▸ **本文**

図2】車両が走行する道路の舗装の種類、道路の材質、及び道路の路面状態と検出可能な道路の損傷、及び道路上の物体を示す図である。
図3図1に示した路上物体検出システムの処理内容を概略的に示すフローチャートである。
図4】実施形態2に係る路上物体検出システムの構成を概略的に示すブロック図である。
図5図4に示した路上物体検出システムの処理内容を概略的に示すフローチャートである。
【発明を実施するための形態】
【0016】
以下、添付図面を参照して本発明の幾つかの実施形態について説明する。ただし、実施形態として記載されている又は図面に示されている構成部品の寸法、材質、形状、その相対的配置等は、本発明の範囲をこれに限定する趣旨ではなく、単なる説明例にすぎない。例えば、「ある方向に」、「ある方向に沿って」、「平行」、「直交」、「中心」、「同心」或いは「同軸」等の相対的或いは絶対的な配置を表す表現は、厳密にそのような配置を表すのみならず、公差、若しくは、同じ機能が得られる程度の角度や距離をもって相対的に変位している状態も表すものとする。また、例えば、四角形状や円筒形状等の形状を表す表現は、幾何学的に厳密な意味での四角形状や円筒形状等の形状を表すのみならず、同じ効果が得られる範囲で、凹凸部や面取り部等を含む形状も表すものとする。一方、一の構成要素を「備える」、「具える」、「具備する」、「含む」、又は、「有する」という表現は、他の構成要素の存在を除外する排他的な表現ではない。
【0017】
[実施形態1]
[路上物体検出システムの構成]
図1は、実施形態1に係る路上物体検出システム1の構成を概略的に示すブロック図である。図1に示すように、実施形態1に係る路上物体検出システム1は、車両に搭載された撮像装置10と、制御装置12と、を備えた路上物体検出システムである。
【0018】
撮像装置10は、例えば、先進運転支援システム(ADAS(Advanced Driver-Assistance Systems))用のカメラ、又は、駐車支援に用いられるサラウンドビューモニタ用のカメラである。制御装置12は、演算装置、命令や情報を格納するレジスタ、及び周辺回路等から構成されるプロセッサ、ROM(Read Only Memory)、RAM(Random Acess Memory)等のメモリ、及び入力インタフェースによって構成される。

▸ **抽出した資料**

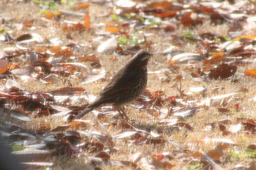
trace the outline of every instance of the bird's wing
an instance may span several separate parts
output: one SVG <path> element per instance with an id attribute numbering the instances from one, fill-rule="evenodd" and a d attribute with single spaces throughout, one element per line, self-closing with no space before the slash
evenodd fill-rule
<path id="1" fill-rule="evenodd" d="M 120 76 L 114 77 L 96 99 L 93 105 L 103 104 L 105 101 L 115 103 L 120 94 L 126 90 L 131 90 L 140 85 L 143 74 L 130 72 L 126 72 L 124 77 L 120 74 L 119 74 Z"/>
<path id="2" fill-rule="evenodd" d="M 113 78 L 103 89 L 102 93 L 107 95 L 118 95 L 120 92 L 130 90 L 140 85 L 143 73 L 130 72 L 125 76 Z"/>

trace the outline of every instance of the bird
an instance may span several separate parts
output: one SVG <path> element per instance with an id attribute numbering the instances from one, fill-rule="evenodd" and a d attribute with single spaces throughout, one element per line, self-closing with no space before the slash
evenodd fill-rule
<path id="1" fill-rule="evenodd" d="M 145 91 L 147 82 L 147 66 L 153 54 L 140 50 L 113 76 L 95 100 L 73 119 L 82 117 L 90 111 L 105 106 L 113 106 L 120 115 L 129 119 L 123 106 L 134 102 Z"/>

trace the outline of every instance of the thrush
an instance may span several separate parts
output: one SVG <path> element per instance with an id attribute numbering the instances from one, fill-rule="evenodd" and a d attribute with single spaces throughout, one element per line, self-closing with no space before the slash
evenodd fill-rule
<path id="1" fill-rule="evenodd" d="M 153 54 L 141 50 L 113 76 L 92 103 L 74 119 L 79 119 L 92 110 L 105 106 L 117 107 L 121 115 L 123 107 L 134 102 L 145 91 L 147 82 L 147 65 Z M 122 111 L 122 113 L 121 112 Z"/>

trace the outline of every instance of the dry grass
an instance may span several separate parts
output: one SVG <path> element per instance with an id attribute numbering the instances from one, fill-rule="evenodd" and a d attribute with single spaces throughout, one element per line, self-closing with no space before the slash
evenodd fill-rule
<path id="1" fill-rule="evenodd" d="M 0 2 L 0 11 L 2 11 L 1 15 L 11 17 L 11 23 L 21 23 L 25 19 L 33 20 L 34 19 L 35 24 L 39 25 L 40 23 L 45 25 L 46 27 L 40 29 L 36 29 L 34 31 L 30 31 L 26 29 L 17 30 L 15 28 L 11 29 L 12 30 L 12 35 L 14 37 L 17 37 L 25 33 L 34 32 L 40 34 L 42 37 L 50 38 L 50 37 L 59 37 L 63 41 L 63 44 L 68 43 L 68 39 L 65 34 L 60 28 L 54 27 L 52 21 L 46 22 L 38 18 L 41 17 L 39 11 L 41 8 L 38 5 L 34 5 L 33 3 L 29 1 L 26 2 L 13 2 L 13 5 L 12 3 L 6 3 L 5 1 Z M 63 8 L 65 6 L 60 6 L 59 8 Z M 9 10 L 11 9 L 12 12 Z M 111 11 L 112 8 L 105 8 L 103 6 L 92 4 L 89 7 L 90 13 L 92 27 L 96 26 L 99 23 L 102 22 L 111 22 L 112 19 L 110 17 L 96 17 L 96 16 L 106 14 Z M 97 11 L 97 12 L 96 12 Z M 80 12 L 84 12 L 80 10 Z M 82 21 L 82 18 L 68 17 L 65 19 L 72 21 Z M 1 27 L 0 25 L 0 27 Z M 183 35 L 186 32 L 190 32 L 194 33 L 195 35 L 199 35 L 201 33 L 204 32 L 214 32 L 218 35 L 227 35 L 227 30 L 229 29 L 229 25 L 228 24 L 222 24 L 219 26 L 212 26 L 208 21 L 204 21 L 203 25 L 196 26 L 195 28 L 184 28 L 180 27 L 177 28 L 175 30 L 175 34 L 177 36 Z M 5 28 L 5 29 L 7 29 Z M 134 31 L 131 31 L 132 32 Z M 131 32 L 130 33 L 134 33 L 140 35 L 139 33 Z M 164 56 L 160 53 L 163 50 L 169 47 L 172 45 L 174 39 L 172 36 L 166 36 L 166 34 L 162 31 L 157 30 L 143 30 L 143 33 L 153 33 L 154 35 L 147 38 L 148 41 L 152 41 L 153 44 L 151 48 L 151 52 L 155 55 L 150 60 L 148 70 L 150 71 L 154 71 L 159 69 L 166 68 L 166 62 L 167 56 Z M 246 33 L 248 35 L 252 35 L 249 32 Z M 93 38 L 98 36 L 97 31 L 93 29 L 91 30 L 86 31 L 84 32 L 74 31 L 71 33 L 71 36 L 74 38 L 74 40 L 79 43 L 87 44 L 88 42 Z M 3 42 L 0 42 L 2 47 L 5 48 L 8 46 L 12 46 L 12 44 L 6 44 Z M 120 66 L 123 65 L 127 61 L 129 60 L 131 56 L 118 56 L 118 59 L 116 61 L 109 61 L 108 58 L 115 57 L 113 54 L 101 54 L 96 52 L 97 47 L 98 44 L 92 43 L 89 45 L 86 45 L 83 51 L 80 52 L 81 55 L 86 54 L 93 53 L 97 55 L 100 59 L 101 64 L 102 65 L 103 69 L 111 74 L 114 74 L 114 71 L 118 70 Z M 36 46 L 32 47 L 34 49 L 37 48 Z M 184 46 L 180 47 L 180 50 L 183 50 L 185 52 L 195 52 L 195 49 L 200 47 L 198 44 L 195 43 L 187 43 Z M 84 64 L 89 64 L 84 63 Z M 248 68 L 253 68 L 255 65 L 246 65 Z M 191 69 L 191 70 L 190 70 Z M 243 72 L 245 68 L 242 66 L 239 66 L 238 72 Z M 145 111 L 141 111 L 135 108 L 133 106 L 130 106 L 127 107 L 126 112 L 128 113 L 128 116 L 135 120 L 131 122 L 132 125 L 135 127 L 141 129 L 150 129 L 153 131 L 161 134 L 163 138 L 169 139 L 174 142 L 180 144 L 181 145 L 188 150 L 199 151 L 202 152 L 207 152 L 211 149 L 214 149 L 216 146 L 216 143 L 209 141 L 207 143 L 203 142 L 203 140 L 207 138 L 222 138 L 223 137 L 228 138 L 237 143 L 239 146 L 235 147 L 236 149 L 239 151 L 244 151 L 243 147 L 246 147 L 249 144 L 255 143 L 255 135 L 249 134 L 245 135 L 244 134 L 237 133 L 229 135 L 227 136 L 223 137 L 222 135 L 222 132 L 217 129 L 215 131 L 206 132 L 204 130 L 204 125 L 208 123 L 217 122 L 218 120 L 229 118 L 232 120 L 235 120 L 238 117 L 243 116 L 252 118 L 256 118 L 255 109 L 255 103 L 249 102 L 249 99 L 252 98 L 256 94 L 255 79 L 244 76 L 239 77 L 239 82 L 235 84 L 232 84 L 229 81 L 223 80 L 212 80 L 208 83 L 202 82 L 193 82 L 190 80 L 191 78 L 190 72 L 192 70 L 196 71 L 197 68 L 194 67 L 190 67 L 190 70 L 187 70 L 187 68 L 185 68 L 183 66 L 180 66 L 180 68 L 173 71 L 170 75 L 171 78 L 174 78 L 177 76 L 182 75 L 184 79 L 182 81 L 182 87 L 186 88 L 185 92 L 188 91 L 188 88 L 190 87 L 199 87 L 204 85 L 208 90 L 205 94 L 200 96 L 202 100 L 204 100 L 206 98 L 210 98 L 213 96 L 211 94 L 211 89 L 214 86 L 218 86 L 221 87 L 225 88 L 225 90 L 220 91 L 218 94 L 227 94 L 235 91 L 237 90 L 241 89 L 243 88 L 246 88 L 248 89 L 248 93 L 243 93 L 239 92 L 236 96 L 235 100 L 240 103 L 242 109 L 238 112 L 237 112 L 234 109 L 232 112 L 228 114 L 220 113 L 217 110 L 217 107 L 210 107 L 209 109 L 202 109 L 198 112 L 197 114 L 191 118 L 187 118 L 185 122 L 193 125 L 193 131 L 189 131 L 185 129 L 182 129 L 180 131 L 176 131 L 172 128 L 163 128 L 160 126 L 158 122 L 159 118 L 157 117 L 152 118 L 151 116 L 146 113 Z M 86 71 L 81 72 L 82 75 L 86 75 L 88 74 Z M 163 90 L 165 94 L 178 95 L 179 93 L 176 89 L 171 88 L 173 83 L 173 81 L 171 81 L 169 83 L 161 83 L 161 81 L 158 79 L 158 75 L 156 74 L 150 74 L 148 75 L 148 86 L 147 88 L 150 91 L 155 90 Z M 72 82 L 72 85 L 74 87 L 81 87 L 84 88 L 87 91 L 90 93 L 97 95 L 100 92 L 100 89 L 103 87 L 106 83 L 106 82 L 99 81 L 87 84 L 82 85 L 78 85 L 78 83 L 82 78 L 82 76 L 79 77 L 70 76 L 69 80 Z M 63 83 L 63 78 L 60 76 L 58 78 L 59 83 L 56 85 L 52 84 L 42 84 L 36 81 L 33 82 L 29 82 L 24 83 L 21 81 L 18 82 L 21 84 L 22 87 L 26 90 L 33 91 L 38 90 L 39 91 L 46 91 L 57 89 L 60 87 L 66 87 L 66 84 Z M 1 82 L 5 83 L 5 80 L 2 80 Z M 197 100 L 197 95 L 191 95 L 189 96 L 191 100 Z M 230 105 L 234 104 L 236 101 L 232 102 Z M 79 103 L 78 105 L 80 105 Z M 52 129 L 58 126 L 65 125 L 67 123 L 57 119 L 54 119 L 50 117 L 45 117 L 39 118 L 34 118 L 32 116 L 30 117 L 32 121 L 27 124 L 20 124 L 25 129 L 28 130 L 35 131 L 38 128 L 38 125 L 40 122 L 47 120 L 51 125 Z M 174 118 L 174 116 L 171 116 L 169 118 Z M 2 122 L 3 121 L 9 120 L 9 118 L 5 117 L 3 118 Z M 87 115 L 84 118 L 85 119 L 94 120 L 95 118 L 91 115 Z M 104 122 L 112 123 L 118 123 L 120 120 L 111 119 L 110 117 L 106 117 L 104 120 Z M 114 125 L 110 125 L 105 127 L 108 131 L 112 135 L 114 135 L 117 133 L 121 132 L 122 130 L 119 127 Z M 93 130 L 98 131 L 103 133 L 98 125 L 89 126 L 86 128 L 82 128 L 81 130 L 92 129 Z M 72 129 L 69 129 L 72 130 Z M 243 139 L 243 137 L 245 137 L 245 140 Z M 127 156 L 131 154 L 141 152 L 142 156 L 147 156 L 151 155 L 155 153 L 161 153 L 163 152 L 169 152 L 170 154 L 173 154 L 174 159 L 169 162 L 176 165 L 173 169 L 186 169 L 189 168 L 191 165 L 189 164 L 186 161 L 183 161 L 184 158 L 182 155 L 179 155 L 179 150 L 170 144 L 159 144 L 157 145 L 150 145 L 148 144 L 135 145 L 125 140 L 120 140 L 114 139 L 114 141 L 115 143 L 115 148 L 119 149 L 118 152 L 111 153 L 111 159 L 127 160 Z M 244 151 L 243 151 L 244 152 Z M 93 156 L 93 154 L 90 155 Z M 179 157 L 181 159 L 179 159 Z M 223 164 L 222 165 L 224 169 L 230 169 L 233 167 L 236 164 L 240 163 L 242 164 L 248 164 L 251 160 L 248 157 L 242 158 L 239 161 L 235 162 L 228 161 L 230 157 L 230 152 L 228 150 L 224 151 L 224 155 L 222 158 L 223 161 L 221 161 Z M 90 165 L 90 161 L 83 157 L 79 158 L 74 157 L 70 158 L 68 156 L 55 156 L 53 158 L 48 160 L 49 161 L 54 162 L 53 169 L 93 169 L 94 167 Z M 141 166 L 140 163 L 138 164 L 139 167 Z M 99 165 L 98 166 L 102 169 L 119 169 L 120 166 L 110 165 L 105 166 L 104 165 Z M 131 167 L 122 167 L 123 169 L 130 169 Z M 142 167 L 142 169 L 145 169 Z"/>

* * *

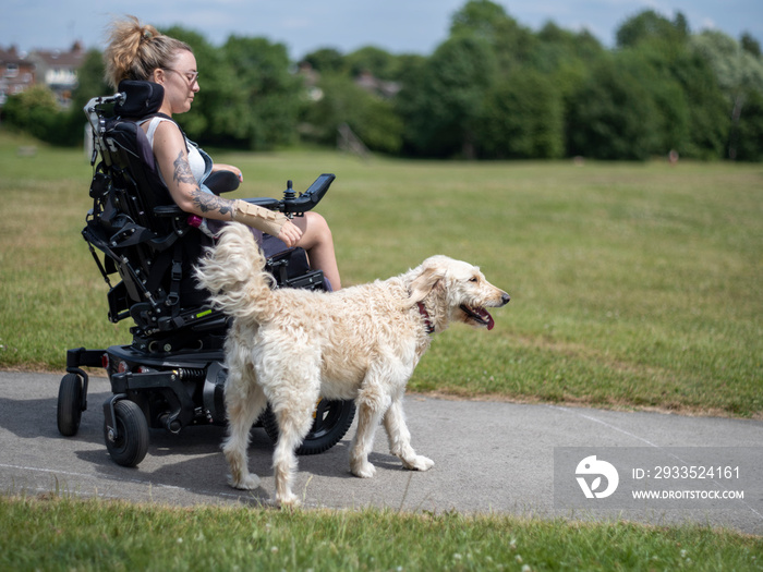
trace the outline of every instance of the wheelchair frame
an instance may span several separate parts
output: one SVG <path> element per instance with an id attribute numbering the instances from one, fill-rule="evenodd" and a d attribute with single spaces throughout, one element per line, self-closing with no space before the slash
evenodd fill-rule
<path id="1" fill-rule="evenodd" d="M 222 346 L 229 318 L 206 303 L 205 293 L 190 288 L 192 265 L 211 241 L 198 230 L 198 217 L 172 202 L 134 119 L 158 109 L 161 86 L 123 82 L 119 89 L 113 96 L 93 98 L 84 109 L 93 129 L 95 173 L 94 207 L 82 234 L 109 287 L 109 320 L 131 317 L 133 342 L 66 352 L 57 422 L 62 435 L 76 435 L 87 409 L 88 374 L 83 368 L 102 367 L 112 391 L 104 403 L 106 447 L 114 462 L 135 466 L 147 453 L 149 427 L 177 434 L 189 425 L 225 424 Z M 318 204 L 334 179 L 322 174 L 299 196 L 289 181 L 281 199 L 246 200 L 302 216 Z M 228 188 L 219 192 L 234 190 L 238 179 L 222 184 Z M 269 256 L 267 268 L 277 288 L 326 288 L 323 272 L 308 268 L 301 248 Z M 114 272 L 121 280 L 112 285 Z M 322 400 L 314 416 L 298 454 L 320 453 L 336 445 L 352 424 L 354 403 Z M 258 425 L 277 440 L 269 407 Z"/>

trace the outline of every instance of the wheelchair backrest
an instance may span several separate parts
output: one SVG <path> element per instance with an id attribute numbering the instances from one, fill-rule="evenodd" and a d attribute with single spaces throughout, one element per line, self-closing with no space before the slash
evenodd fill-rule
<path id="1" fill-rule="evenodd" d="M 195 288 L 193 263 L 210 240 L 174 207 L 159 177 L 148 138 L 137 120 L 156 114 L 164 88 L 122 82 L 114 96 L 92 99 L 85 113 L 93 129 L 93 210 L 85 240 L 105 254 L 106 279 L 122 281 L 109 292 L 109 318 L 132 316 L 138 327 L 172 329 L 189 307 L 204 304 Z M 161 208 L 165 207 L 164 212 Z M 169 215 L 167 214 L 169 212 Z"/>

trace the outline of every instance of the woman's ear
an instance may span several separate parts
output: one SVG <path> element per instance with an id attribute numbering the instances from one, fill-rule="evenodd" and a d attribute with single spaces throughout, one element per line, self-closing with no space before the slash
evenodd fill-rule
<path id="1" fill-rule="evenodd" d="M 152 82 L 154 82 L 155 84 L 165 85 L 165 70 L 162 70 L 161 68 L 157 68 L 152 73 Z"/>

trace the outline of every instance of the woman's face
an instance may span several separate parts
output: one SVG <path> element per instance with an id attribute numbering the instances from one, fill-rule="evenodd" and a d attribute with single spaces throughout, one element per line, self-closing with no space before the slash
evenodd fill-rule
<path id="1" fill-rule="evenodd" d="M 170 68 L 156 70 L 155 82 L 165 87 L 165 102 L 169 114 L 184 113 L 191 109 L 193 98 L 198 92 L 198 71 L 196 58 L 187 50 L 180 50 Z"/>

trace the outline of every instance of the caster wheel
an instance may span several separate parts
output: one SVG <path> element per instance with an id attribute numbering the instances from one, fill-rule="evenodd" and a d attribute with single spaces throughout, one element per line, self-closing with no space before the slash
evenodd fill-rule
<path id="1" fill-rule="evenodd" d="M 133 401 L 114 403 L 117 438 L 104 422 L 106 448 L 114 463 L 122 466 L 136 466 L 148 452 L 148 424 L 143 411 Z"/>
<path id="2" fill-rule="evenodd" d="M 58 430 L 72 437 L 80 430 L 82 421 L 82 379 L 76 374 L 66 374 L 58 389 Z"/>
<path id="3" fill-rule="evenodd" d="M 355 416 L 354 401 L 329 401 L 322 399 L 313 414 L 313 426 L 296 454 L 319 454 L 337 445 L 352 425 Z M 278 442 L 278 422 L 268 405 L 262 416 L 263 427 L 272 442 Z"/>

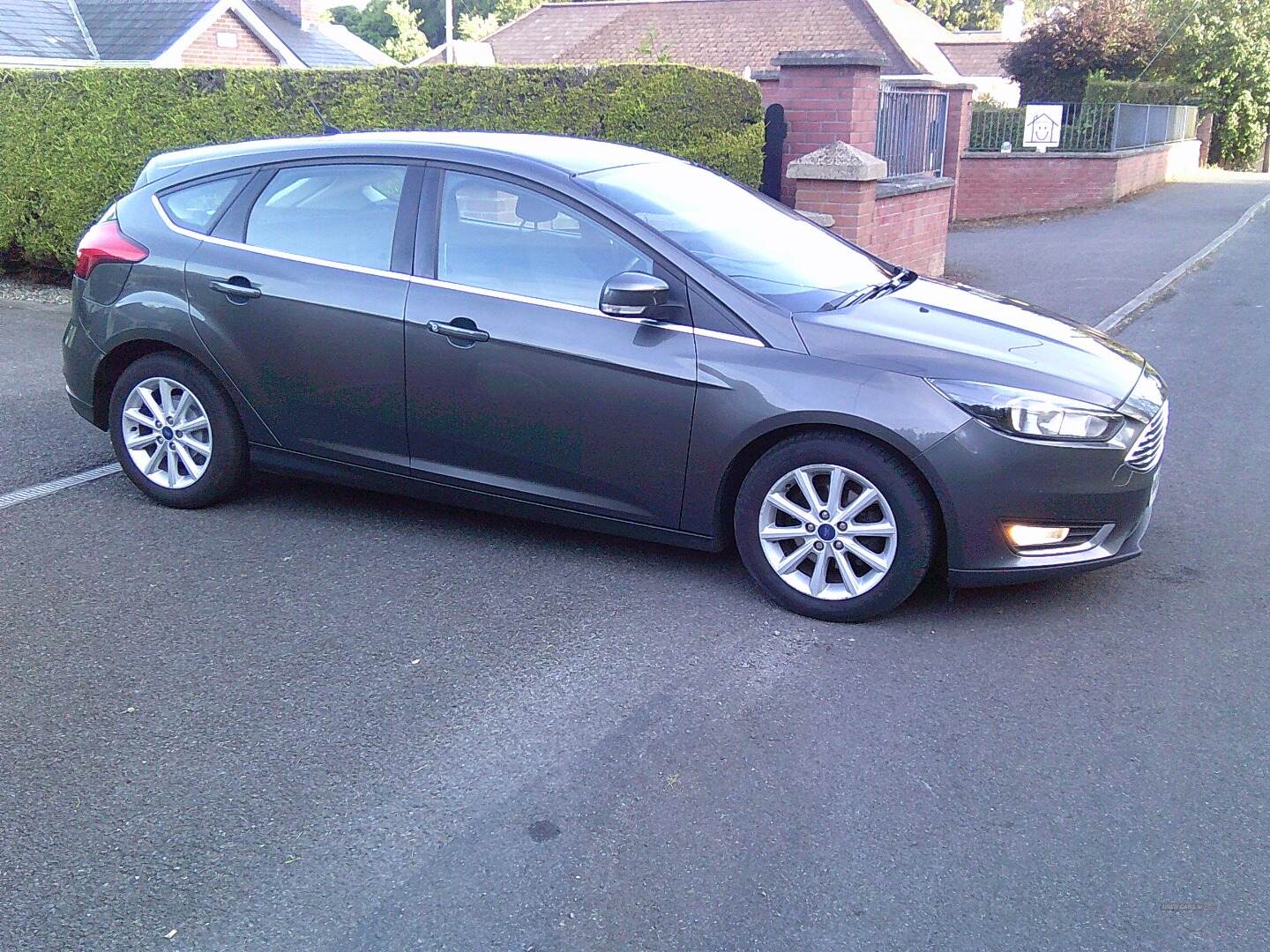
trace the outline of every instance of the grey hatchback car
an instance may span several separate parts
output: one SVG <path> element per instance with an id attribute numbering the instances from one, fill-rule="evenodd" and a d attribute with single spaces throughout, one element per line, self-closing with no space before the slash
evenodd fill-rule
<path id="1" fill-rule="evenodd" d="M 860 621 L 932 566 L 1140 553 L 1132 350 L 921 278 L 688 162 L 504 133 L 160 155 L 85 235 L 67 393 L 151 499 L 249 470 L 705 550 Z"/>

▸ **依頼事項**
a. 路上物体検出システムについての本文によると、実施形態1の路上物体検出システムは何と何を備えていますか。
b. 路上物体検出システムについての本文を、最後の文のあとから書き継いでください。

▸ **最終回答**
a. 車両に搭載された撮像装置10と、制御装置12です。

b.
【0019】
制御装置12は、路面状態判定部14、路上物体検出部16、検出条件決定部18、及びフィルタリング部20を備えている。
【0020】
路面状態判定部14は、撮像装置10が撮像した画像から、車両が走行する道路の舗装の種類、道路の材質、及び道路の路面状態の少なくとも一つを判定する部分である。路面状態判定部14には、例えば、画像取得部22によって撮像装置10から取得され、画像処理部24において切り出され、縮小、拡大又は色変換された画像が入力される。路面状態判定部14は、例えば、機械学習(特に、畳み込みニューラルネットワーク(CNN(Convolutional Neural Network))を用いて事前に学習された推論モデルを用いて、車両が走行する道路の舗装の種類、道路の材質、及び道路の路面状態の少なくとも一つを判定する。道路の舗装の種類には、例えば、アスファルト、コンクリート、及びタイルがあり、道路の材質には、例えば、土、砂利、砂、木材があるが、これらに限られるものではない。道路の路面状態には、例えば、路面が水で覆われた状態、及び路面が雪で覆われた状態がある。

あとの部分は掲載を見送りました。